### [Exercise directions]
If a line in the data below contains "bass", copy it.

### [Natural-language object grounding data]
##############################
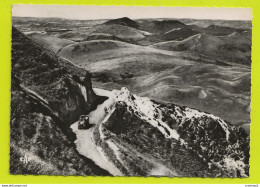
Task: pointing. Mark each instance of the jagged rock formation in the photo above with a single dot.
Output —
(143, 138)
(48, 94)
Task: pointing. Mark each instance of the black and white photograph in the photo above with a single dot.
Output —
(130, 91)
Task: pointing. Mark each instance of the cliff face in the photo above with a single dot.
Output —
(48, 94)
(184, 140)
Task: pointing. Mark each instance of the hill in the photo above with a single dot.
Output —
(48, 94)
(123, 21)
(232, 48)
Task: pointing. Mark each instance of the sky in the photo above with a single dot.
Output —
(85, 12)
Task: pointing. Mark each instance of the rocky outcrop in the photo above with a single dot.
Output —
(48, 94)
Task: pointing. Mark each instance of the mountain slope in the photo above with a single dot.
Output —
(48, 94)
(140, 137)
(123, 21)
(234, 47)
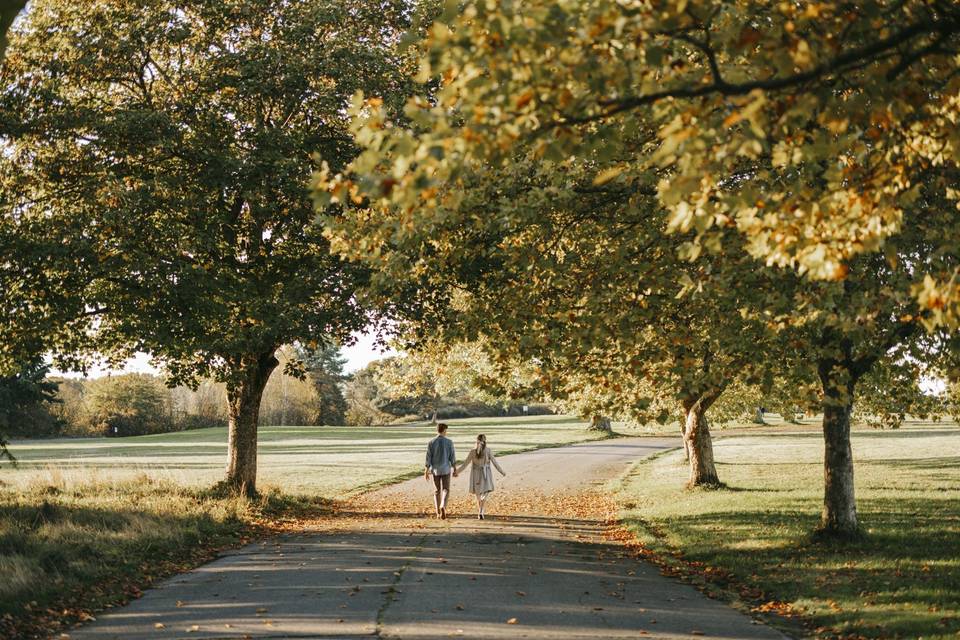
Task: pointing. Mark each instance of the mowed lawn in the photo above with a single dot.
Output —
(902, 581)
(316, 461)
(87, 523)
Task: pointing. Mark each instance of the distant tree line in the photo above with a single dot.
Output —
(34, 404)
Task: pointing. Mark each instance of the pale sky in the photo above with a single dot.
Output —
(358, 356)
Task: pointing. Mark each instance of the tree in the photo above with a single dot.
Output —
(155, 186)
(433, 370)
(131, 404)
(821, 138)
(364, 398)
(25, 402)
(9, 10)
(324, 367)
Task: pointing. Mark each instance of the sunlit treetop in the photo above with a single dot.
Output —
(808, 127)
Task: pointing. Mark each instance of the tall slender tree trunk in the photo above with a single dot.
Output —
(698, 443)
(243, 411)
(683, 433)
(839, 516)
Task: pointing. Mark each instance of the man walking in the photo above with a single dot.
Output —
(441, 462)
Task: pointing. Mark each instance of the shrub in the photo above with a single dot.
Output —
(127, 405)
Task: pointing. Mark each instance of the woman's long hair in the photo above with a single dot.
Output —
(481, 445)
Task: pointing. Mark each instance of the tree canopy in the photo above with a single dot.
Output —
(154, 186)
(800, 158)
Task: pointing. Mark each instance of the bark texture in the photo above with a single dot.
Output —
(839, 516)
(698, 443)
(600, 423)
(243, 410)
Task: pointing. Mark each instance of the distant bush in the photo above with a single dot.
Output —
(127, 405)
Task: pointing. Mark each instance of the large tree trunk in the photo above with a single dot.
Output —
(600, 423)
(683, 432)
(698, 444)
(243, 410)
(839, 517)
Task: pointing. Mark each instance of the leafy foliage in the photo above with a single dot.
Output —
(25, 402)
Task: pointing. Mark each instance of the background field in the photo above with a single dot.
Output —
(319, 461)
(902, 581)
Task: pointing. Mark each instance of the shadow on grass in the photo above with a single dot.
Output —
(81, 549)
(901, 579)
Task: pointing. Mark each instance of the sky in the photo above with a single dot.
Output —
(358, 356)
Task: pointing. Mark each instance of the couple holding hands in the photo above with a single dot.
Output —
(442, 462)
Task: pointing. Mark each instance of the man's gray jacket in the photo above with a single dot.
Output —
(441, 457)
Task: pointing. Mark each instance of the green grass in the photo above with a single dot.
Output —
(85, 523)
(903, 580)
(324, 461)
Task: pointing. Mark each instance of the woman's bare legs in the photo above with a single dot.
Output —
(481, 503)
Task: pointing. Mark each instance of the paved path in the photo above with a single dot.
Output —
(397, 574)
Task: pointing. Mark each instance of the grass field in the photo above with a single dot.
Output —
(87, 523)
(903, 581)
(317, 461)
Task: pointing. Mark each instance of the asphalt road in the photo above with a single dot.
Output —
(392, 572)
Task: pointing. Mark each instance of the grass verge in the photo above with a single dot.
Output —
(751, 542)
(67, 552)
(87, 524)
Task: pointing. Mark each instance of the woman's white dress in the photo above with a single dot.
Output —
(481, 473)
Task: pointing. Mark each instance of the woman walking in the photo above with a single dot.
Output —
(481, 475)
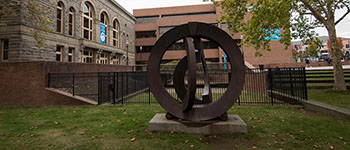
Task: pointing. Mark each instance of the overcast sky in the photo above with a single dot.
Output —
(343, 28)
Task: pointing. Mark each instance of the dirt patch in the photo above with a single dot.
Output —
(226, 142)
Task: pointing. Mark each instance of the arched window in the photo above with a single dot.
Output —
(87, 21)
(60, 9)
(71, 21)
(104, 20)
(116, 37)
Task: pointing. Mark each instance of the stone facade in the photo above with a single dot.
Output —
(19, 27)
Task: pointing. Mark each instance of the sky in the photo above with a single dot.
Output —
(343, 28)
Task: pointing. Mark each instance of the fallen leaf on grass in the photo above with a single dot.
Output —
(56, 123)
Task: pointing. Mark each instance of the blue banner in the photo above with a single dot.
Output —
(225, 61)
(102, 33)
(273, 34)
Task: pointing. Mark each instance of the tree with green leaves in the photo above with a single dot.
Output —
(314, 48)
(292, 17)
(36, 13)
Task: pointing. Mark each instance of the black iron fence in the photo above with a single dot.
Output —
(262, 87)
(288, 84)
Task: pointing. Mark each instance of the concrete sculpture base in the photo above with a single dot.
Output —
(234, 124)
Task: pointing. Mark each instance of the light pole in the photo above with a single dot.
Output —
(127, 52)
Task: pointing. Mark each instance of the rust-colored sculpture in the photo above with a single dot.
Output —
(191, 110)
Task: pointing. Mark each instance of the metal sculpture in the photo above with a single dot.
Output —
(191, 110)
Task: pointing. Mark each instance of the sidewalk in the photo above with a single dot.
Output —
(326, 67)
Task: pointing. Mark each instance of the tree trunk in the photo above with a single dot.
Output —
(339, 81)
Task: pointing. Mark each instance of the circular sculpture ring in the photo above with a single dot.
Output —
(198, 112)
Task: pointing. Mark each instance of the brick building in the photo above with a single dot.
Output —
(153, 22)
(86, 31)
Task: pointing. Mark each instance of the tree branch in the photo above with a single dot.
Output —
(341, 18)
(325, 11)
(314, 12)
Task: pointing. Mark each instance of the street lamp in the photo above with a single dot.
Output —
(127, 52)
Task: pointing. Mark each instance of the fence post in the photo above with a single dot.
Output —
(99, 88)
(122, 88)
(305, 84)
(270, 85)
(291, 82)
(48, 79)
(149, 95)
(73, 85)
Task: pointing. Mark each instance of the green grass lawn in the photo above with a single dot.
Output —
(125, 127)
(341, 99)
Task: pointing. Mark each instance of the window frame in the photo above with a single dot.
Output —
(116, 32)
(103, 58)
(71, 51)
(71, 25)
(2, 48)
(90, 19)
(60, 7)
(59, 52)
(106, 23)
(84, 57)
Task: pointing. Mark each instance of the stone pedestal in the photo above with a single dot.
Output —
(234, 124)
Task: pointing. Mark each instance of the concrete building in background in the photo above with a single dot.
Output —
(85, 31)
(152, 23)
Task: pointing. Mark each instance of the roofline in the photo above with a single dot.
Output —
(121, 7)
(173, 6)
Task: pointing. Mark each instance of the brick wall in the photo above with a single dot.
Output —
(24, 83)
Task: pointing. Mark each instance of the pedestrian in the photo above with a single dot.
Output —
(347, 56)
(308, 63)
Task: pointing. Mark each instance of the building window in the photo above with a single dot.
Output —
(103, 58)
(71, 54)
(146, 19)
(71, 21)
(143, 49)
(162, 30)
(146, 34)
(122, 41)
(104, 20)
(115, 60)
(116, 38)
(87, 21)
(59, 52)
(60, 9)
(87, 57)
(189, 14)
(4, 47)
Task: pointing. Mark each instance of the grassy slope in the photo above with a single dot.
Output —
(341, 99)
(112, 127)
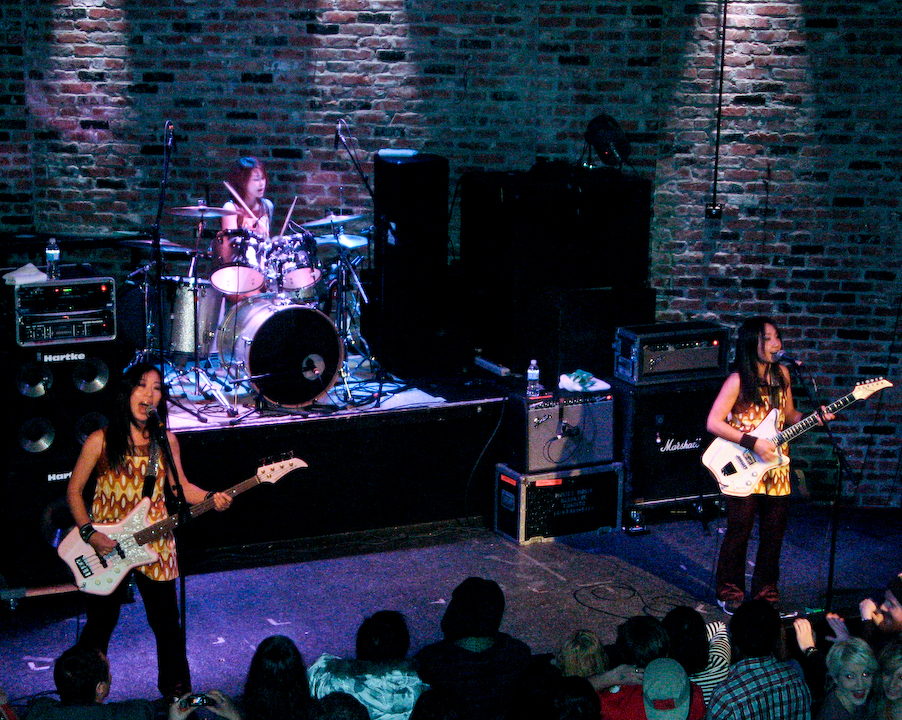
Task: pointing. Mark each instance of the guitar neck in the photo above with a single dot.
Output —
(158, 529)
(804, 425)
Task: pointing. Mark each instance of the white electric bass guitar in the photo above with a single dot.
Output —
(738, 470)
(101, 575)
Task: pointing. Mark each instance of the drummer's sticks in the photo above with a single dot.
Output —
(240, 201)
(288, 217)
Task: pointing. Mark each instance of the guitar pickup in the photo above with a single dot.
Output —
(83, 566)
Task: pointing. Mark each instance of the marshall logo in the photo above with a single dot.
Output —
(676, 446)
(66, 357)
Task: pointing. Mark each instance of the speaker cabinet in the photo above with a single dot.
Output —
(541, 506)
(563, 431)
(661, 430)
(58, 395)
(410, 260)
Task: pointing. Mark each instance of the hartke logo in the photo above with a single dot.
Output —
(67, 357)
(676, 446)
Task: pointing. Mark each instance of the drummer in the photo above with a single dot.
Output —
(247, 176)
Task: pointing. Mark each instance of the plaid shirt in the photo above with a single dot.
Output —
(761, 689)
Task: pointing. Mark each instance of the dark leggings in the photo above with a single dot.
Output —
(772, 516)
(161, 606)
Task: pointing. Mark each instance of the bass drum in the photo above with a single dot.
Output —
(291, 354)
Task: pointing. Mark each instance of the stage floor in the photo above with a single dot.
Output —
(317, 594)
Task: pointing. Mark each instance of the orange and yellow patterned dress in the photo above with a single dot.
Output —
(775, 482)
(119, 492)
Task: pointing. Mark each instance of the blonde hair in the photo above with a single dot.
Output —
(582, 654)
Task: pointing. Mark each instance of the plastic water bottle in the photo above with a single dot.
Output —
(52, 257)
(532, 379)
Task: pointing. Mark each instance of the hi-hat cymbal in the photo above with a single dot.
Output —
(200, 211)
(332, 219)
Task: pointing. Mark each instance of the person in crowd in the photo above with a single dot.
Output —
(703, 649)
(758, 685)
(758, 385)
(851, 668)
(484, 668)
(276, 687)
(582, 655)
(380, 677)
(128, 463)
(435, 704)
(340, 706)
(889, 696)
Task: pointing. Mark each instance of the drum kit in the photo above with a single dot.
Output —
##############################
### [Task answer]
Task: pointing. Mark each instance of the white electric bass guitar in the photo above with a single dot.
Task: pointing. Mark each instance of the bass drum in the photo above with a single dot.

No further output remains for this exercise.